* start *

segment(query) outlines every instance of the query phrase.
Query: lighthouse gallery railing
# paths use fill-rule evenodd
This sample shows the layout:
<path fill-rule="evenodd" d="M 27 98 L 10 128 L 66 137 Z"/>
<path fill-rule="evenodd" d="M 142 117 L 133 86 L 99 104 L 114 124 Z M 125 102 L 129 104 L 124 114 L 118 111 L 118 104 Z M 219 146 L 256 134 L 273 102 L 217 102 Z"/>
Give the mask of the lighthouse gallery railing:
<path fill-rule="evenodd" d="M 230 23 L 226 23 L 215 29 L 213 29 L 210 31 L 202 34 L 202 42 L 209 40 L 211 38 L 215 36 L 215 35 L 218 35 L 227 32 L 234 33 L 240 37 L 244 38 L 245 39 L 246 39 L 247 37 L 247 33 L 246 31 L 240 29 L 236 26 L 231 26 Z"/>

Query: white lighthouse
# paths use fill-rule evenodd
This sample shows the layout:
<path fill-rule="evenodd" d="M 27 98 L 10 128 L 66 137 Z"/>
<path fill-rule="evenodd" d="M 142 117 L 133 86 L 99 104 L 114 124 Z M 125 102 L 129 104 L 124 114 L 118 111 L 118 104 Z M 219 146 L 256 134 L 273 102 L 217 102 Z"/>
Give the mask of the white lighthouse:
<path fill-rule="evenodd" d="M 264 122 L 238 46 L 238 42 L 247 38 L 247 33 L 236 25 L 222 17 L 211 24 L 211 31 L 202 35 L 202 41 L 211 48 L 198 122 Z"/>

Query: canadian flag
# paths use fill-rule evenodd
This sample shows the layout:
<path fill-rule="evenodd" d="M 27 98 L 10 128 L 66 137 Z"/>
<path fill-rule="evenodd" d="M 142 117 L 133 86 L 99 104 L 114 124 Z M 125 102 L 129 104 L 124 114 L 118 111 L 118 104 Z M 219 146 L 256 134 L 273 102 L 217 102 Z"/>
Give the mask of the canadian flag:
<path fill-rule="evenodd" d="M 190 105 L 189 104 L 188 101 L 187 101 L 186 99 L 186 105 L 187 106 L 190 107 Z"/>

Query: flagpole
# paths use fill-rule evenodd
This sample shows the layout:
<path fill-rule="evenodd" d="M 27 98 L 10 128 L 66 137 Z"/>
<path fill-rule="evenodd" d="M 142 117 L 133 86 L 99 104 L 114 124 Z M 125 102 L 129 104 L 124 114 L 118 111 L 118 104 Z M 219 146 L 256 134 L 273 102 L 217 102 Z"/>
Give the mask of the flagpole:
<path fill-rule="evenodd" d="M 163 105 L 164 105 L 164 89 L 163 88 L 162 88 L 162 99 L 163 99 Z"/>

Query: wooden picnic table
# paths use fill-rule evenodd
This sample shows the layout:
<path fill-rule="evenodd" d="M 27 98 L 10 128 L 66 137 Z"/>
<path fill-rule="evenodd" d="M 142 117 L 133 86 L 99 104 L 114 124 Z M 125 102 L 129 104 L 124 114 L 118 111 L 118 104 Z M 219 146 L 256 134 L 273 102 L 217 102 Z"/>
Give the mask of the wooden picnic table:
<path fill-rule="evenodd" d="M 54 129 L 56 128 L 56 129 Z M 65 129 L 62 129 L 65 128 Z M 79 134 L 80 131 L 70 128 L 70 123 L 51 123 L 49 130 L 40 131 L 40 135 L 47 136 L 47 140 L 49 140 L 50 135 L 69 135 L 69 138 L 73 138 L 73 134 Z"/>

* end *

Copy all of the material above line for line, with nothing changed.

Solved problem:
segment(query) outlines every instance of the query phrase.
Query: lighthouse gallery railing
# paths use fill-rule evenodd
This sample shows the layout:
<path fill-rule="evenodd" d="M 27 98 L 10 128 L 66 137 Z"/>
<path fill-rule="evenodd" d="M 142 117 L 133 86 L 99 104 L 114 124 Z M 125 102 L 129 104 L 124 114 L 118 111 L 118 104 Z M 219 146 L 256 134 L 273 102 L 217 102 Z"/>
Give the mask of the lighthouse gallery railing:
<path fill-rule="evenodd" d="M 230 23 L 226 23 L 215 29 L 213 29 L 210 31 L 202 34 L 202 42 L 209 40 L 211 38 L 215 36 L 215 35 L 218 35 L 227 32 L 234 33 L 240 37 L 244 38 L 245 39 L 246 39 L 247 37 L 247 33 L 246 31 L 240 29 L 236 26 L 231 26 Z"/>

Query: white lighthouse
# paths use fill-rule evenodd
This sample shows the layout:
<path fill-rule="evenodd" d="M 27 98 L 10 128 L 66 137 Z"/>
<path fill-rule="evenodd" d="M 142 117 L 133 86 L 99 104 L 114 124 Z M 125 102 L 129 104 L 124 114 L 118 111 L 118 104 Z M 219 146 L 256 134 L 273 102 L 217 102 Z"/>
Give the mask of the white lighthouse:
<path fill-rule="evenodd" d="M 264 122 L 238 46 L 238 42 L 247 38 L 247 33 L 236 25 L 222 17 L 211 24 L 211 31 L 202 35 L 202 41 L 211 48 L 198 122 Z"/>

Query: canadian flag
# paths use fill-rule evenodd
This sample shows the layout:
<path fill-rule="evenodd" d="M 27 98 L 10 128 L 66 137 Z"/>
<path fill-rule="evenodd" d="M 142 117 L 133 86 L 99 104 L 114 124 Z M 125 102 L 129 104 L 124 114 L 118 111 L 118 104 Z M 219 146 L 256 134 L 273 102 L 217 102 Z"/>
Give the mask of the canadian flag:
<path fill-rule="evenodd" d="M 190 105 L 189 104 L 188 101 L 187 101 L 186 99 L 186 105 L 187 106 L 190 107 Z"/>

Query: flagpole
# paths use fill-rule evenodd
This sample shows the layout:
<path fill-rule="evenodd" d="M 27 98 L 10 128 L 66 137 Z"/>
<path fill-rule="evenodd" d="M 142 117 L 133 86 L 99 104 L 114 124 Z M 125 102 L 129 104 L 124 114 L 118 111 L 118 104 Z M 219 146 L 256 134 L 273 102 L 217 102 Z"/>
Give the mask of the flagpole:
<path fill-rule="evenodd" d="M 163 105 L 164 105 L 164 89 L 163 88 L 162 88 L 162 99 L 163 99 Z"/>

Query: wooden picnic table
# paths use fill-rule evenodd
This sample shows the layout:
<path fill-rule="evenodd" d="M 27 98 L 10 128 L 66 137 Z"/>
<path fill-rule="evenodd" d="M 142 117 L 133 86 L 99 104 L 114 124 Z M 125 102 L 129 104 L 124 114 L 118 111 L 118 104 Z M 219 146 L 256 134 L 273 102 L 217 102 Z"/>
Give the mask of the wooden picnic table:
<path fill-rule="evenodd" d="M 54 129 L 56 128 L 56 129 Z M 65 129 L 62 129 L 65 128 Z M 79 134 L 80 131 L 70 128 L 70 123 L 51 123 L 49 130 L 40 131 L 40 135 L 47 136 L 47 140 L 49 140 L 50 135 L 69 135 L 69 138 L 73 138 L 73 134 Z"/>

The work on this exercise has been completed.